Why do the API calls not work in Gremlin Python? - tinkerpop3

In gremlin-python I can do:
for e in g.E().toList():
print(e)
and will get a result like
e[11][4-created->3]
e[12][6-created->3]
e[7][1-knows->2]
e[8][1-knows->4]
e[9][1-created->3]
e[10][4-created->5]
According to
http://tinkerpop.apache.org/javadocs/3.4.3/core/org/apache/tinkerpop/gremlin/structure/Edge.html
an Edge has a inVertex() accessor.
Translating this idea to python leads to:
for e in g.E().toList():
print (e.inVertex().id)
and the error
AttributeError: 'Edge' object has no attribute 'inVertex'
the same holds true for quite a few other "simple" API calls.
for e in g.E().toList():
print(e.property('weight'))
also fails
What is this so and what is the workaround?

In TinkerPop graph elements (e.g. vertices, edges, vertex properties) often go through a process of "detachment". Gremlin traversals that return graph elements from remote sources go through this process and, in these cases, are typically detached to "references". A reference provides just enough information to re-attach to the remote graph. For that process of re-attachment it only needs id and label. Therefore, properties are not returned. It is the same for all languages that Gremlin supports, not just Python (though, I will contradict this statement a bit at the end in a final note).
Speaking specifically for Gremlin Language Variants, like Python, these implementations of Gremlin do not have a full Gremlin Virtual Machine to process traversals and it was never an intent to build full graph structures on the Python side - only graph elements with references to match what would be returned from remote sources. That also reduces the amount of code on the Python side that needs to be maintained because TinkerPop can rely on standard primitives like Dictionary, List etc. that exist in all programming languages.
Technical history aside, the return of references forces uses to write better Gremlin according to best practices. Users should specify exactly what data they want in their Gremlin traversal. Rather than:
g.V().hasLabel('customer')
you would prefer:
g.V().hasLabel('customer').valueMap(true,'name')
or in 3.4.4:
g.V().hasLabel('customer').elementMap('name')
---
In the Gremlin Python thread, take everything from "Translating this idea" down to "print(e.property('weight'))" and edit it so that "outVertex" stands in place of "inVertex".

[Records in a dataset]
---
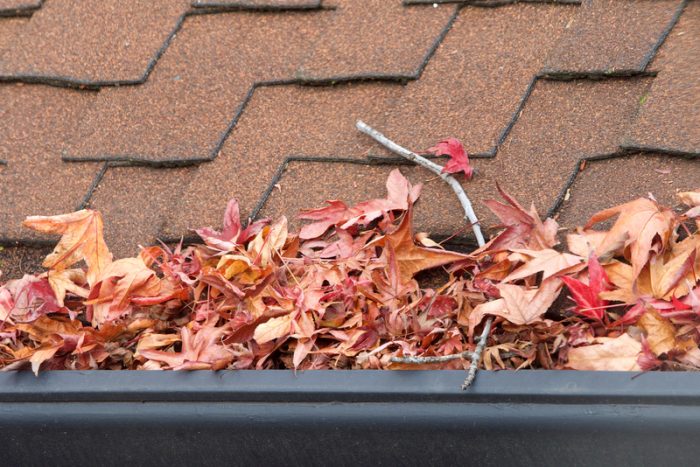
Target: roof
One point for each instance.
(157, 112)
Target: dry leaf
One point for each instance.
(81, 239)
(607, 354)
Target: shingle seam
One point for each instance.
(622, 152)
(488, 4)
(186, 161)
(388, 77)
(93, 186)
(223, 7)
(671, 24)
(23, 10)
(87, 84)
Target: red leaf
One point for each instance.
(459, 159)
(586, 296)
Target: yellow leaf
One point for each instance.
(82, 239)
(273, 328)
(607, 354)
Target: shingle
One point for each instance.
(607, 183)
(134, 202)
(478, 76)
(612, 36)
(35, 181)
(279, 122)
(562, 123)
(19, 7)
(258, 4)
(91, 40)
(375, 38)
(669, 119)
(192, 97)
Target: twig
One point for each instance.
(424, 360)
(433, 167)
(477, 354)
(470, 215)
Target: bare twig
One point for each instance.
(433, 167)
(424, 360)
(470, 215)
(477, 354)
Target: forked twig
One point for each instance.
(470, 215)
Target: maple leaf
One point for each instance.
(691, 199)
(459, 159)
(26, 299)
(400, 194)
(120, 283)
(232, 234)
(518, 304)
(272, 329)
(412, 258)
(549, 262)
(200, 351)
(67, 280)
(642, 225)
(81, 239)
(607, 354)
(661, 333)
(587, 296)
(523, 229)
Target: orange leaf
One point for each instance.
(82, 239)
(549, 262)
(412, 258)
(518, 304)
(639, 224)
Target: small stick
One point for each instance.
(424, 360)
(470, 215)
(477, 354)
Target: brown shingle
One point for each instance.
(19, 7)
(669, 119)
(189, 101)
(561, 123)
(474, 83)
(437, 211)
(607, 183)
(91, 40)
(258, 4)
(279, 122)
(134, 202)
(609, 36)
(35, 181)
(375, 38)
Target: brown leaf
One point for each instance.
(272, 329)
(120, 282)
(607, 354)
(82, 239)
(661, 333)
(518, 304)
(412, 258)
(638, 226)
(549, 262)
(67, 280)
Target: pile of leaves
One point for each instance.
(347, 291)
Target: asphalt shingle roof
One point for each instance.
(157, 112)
---
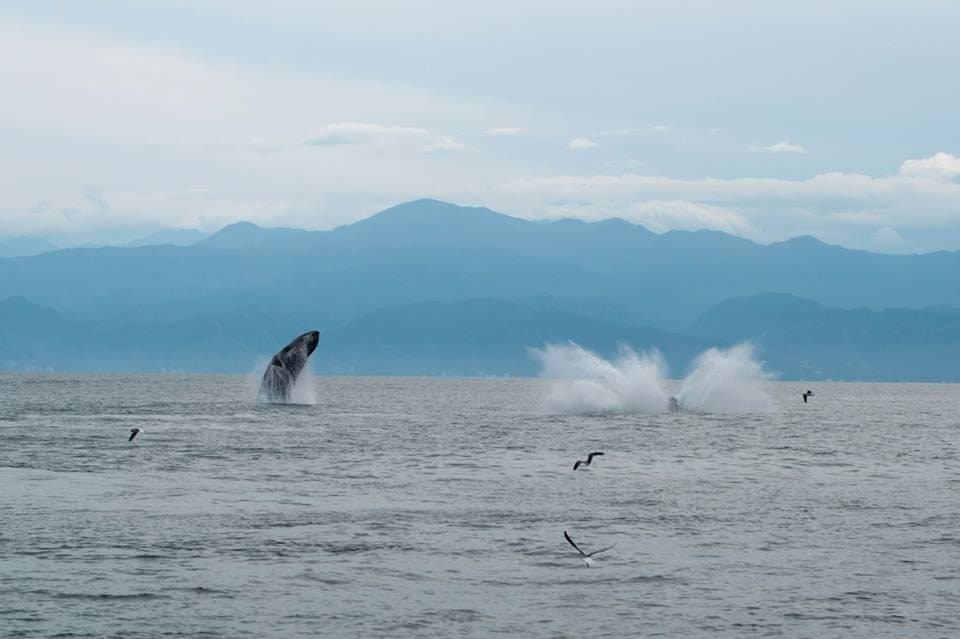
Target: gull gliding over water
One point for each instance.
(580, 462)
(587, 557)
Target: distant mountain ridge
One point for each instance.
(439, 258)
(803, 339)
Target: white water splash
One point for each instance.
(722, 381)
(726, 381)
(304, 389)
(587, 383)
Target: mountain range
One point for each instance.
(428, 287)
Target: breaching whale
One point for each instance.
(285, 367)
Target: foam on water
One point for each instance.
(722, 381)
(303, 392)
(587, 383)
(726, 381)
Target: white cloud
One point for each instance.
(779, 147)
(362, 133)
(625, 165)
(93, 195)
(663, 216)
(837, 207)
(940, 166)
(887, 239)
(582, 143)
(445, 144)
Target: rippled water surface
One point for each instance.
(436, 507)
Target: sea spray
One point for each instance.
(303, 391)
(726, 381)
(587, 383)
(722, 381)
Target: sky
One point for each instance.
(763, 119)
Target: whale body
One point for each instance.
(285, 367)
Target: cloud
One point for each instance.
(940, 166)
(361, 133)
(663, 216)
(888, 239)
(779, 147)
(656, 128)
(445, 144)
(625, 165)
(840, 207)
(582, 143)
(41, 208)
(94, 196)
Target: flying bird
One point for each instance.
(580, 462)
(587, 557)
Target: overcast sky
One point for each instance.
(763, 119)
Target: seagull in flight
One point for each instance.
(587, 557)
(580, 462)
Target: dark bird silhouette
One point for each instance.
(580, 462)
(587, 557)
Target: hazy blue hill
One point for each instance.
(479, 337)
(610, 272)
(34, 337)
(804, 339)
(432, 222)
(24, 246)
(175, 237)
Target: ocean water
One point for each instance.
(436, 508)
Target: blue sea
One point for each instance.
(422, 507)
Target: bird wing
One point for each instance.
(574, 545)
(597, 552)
---
*Solution for this problem:*
Translating this idea to python leads to:
for e in g.E().toList():
print (e.outVertex().id)
and the error
AttributeError: 'Edge' object has no attribute 'outVertex'
the same holds true for quite a few other "simple" API calls.
for e in g.E().toList():
print(e.property('weight'))